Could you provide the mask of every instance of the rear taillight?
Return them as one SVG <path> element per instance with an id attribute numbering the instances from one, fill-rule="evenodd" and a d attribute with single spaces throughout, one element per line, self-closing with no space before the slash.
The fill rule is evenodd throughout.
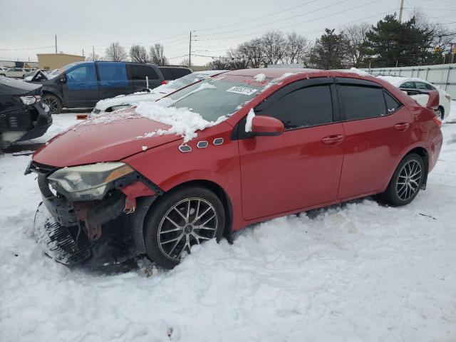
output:
<path id="1" fill-rule="evenodd" d="M 31 96 L 21 96 L 19 98 L 22 101 L 22 103 L 24 103 L 26 105 L 35 104 L 37 102 L 38 102 L 40 100 L 41 100 L 41 97 L 37 95 L 31 95 Z"/>
<path id="2" fill-rule="evenodd" d="M 437 125 L 439 127 L 442 127 L 442 121 L 440 121 L 440 119 L 439 119 L 437 116 L 435 116 L 434 118 L 432 118 L 432 120 L 435 123 L 435 125 Z"/>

● Written exercise
Copy all of the lines above verbatim, leaving the pictures out of your answer.

● Result of this exercise
Could you provide the mask of every instance of the rear taillight?
Return them as one SVG <path> element per instance with an id attribute numbering the instances from one, fill-rule="evenodd" and a d attribute with single spaces throughout, one element per line, self-closing with no space before the slash.
The fill rule is evenodd throughout.
output:
<path id="1" fill-rule="evenodd" d="M 31 96 L 21 96 L 19 98 L 22 101 L 22 103 L 24 103 L 26 105 L 35 104 L 37 102 L 38 102 L 40 100 L 41 100 L 41 97 L 37 95 L 31 95 Z"/>
<path id="2" fill-rule="evenodd" d="M 437 125 L 439 127 L 442 127 L 442 121 L 440 121 L 440 119 L 439 119 L 437 116 L 435 116 L 434 118 L 432 118 L 432 120 L 435 123 L 435 125 Z"/>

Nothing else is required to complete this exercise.